Your assignment:
Your answer should consist solely of the lines from the first line of the data through the line with "positive clicks: (131, 95) (273, 94)", each reproduced exactly.
--- Given records ---
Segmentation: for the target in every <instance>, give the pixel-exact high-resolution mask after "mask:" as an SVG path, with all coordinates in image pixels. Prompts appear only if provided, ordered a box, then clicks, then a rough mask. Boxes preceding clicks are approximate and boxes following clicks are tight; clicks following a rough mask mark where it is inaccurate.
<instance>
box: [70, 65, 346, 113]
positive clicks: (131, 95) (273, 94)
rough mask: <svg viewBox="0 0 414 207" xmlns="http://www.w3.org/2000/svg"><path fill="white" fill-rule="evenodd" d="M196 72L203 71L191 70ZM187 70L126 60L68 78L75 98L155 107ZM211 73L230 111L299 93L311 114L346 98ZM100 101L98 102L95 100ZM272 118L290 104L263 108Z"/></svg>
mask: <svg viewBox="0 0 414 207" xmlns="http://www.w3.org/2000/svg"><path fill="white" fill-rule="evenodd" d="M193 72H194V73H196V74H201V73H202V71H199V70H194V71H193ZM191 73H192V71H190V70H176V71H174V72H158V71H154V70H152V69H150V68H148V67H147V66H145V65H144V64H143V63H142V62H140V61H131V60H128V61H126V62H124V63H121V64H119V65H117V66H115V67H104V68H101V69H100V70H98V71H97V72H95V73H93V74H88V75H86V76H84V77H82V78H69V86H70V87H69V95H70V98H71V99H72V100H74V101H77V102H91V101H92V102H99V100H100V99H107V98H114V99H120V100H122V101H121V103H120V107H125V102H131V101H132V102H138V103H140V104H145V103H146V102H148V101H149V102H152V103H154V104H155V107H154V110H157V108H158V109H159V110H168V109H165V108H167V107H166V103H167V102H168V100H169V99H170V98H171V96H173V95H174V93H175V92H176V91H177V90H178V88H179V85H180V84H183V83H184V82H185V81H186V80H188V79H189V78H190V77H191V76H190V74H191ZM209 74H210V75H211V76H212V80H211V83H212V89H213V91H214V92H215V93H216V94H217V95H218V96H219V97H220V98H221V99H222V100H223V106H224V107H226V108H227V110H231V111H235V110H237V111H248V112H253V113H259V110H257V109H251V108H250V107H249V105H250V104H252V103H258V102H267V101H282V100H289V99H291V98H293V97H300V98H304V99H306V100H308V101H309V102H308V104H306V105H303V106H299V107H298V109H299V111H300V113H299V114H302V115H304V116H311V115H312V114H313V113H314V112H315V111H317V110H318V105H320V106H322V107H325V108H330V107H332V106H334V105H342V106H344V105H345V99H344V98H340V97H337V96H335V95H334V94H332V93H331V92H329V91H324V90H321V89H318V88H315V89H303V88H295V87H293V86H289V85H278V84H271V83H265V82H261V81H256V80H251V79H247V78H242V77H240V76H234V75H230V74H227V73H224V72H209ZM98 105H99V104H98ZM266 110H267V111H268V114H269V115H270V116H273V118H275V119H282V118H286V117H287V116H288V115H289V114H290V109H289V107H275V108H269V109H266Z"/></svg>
---
Solution for this exercise:
Segmentation: for the target in every <instance>, give the pixel-exact high-resolution mask after "mask:" as an SVG path, with all coordinates in image pixels. Prompts appear only if provided, ordered a box, then clicks, then a rough mask. Boxes preceding clicks are approximate and boxes following clicks are tight; clicks following a rough mask mark where it is inaccurate.
<instance>
box: [70, 65, 346, 113]
positive clicks: (131, 95) (273, 94)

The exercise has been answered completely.